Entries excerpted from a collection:
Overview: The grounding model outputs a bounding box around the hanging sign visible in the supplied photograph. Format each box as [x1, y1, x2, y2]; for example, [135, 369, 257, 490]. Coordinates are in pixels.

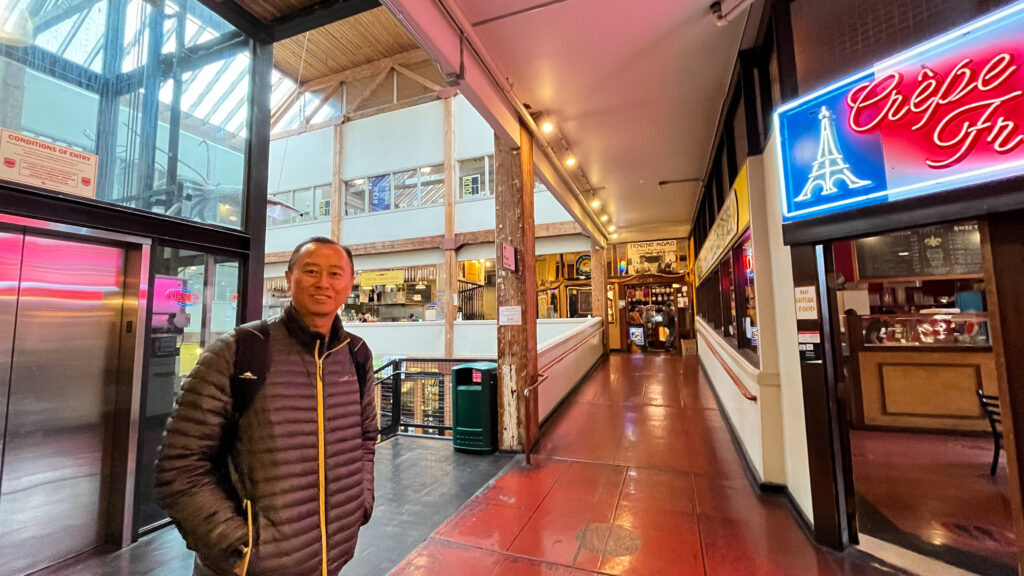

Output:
[577, 254, 591, 280]
[694, 194, 739, 280]
[359, 270, 406, 288]
[0, 129, 98, 198]
[502, 242, 515, 272]
[775, 2, 1024, 222]
[628, 240, 679, 275]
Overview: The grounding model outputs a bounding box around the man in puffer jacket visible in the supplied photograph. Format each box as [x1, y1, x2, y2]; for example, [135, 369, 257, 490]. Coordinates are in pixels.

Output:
[157, 238, 379, 576]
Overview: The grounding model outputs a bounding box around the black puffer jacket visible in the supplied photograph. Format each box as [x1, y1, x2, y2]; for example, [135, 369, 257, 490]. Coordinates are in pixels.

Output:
[151, 307, 379, 576]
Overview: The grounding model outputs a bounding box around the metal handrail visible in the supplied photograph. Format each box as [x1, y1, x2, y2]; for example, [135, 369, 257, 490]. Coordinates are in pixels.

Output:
[522, 325, 603, 466]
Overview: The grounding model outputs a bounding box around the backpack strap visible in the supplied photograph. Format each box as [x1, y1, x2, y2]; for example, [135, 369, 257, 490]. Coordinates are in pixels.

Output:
[231, 320, 270, 416]
[348, 338, 373, 401]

» **AIM OF THE TASK**: Please give every line of the entries above as a Markdown table with the columns "Row" and "Line," skipping blank lines. Leave the pictures out.

» **ANSWER TO THIS PROBLEM**:
| Row | Line |
|---|---|
| 1 | Overview: The grounding model outputs a bounding box around the hanging sign visible in the supplied photograph. Format each box as [x1, y1, x2, y2]; for example, [135, 369, 257, 490]. Coordinates are in pixels. |
| 2 | Output: |
| 3 | [577, 254, 591, 280] |
| 4 | [694, 194, 739, 280] |
| 5 | [359, 270, 406, 288] |
| 6 | [0, 129, 98, 198] |
| 7 | [502, 242, 515, 272] |
| 8 | [775, 2, 1024, 222] |
| 9 | [628, 240, 679, 275] |
| 10 | Overview: The grounding model outputs a bounding box around the man in puffer jacket visible in the supplied photograph. Format each box as [x1, y1, x2, y2]; for example, [135, 369, 257, 490]. Coordinates are in pixels. |
| 11 | Output: |
| 12 | [157, 238, 379, 576] |
| 13 | Overview: The grounding model outputs a bounding box around the black puffer jacket visible in the supplied photograph. Format each box as [x1, y1, x2, y2]; for example, [135, 369, 257, 490]. Coordinates are in pixels. |
| 14 | Output: |
| 15 | [151, 307, 379, 576] |
| 16 | Overview: The grounding model outputs a bounding box around the metal handrail visible in the supplied photograph. Format each box as [x1, y1, x2, y2]; for example, [135, 369, 257, 490]. Coordinates are in pixels. |
| 17 | Output: |
| 18 | [522, 325, 603, 466] |
| 19 | Overview: The grounding model outputs a bounding box around the backpack strap visible in the supplied photograph. Format each box as [x1, y1, x2, y2]; for example, [135, 369, 257, 490]. Coordinates are in pixels. |
| 20 | Output: |
| 21 | [231, 320, 270, 416] |
| 22 | [348, 338, 373, 401] |